> Detection annotation material:
+--
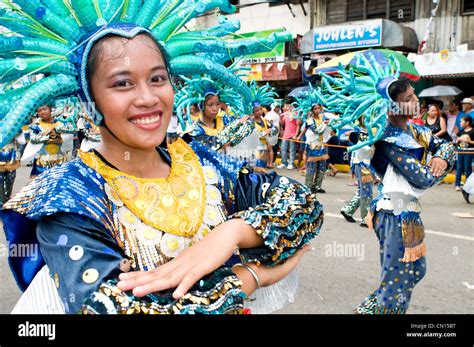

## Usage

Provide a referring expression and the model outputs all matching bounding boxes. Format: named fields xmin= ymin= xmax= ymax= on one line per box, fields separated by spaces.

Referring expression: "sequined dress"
xmin=3 ymin=139 xmax=323 ymax=314
xmin=355 ymin=123 xmax=454 ymax=314
xmin=30 ymin=121 xmax=70 ymax=176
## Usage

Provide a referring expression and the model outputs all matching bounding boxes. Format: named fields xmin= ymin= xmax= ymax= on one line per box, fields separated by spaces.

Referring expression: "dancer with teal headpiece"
xmin=0 ymin=0 xmax=322 ymax=314
xmin=321 ymin=54 xmax=454 ymax=314
xmin=295 ymin=84 xmax=329 ymax=193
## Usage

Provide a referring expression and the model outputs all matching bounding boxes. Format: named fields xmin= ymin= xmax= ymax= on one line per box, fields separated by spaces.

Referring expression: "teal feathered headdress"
xmin=0 ymin=0 xmax=291 ymax=147
xmin=175 ymin=76 xmax=245 ymax=130
xmin=320 ymin=53 xmax=400 ymax=151
xmin=293 ymin=83 xmax=323 ymax=121
xmin=249 ymin=80 xmax=278 ymax=109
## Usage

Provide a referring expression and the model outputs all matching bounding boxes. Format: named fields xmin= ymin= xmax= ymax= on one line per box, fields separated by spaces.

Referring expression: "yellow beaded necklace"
+--
> INSTRUCTIONS TO FOLLOW: Convert all of the material above into a numbered list with one line per item, dropping the blank lines. Leave the pictures out of your answer.

> REPLY TO THE TASK:
1. ## Usage
2. Provide a referring expression and the model outputs all matching bounding boxes. Format: named fields xmin= ymin= xmax= ymax= on one line per box, fields separated by spaces.
3. Referring expression: "sequined dress"
4. xmin=3 ymin=139 xmax=323 ymax=314
5. xmin=355 ymin=123 xmax=454 ymax=314
6. xmin=30 ymin=121 xmax=70 ymax=176
7. ## Usage
8. Provide a referring expression and the model outputs all matching bounding boxes. Format: named fields xmin= ymin= xmax= ymax= on one line per box, fields separated by spaces.
9. Referring expression: "dancer with teal headpiece"
10. xmin=0 ymin=0 xmax=322 ymax=314
11. xmin=321 ymin=54 xmax=454 ymax=314
12. xmin=295 ymin=84 xmax=329 ymax=193
13. ## Usage
14. Provide a referring expression and the model outputs all matching bounding boxes. Format: named fields xmin= ymin= xmax= ymax= on one line per box, fields separated by spaces.
15. Referring expression: "teal feathered headdress"
16. xmin=0 ymin=0 xmax=291 ymax=147
17. xmin=175 ymin=76 xmax=245 ymax=130
18. xmin=320 ymin=53 xmax=400 ymax=151
19. xmin=293 ymin=83 xmax=323 ymax=121
20. xmin=249 ymin=80 xmax=278 ymax=109
21. ## Usage
22. Provide a referring expression and the model outputs all matching bounding boxes. Format: named fields xmin= ymin= xmax= ymax= on one line per box, fields separated by spaces.
23. Referring expression: "yellow beaded necklace"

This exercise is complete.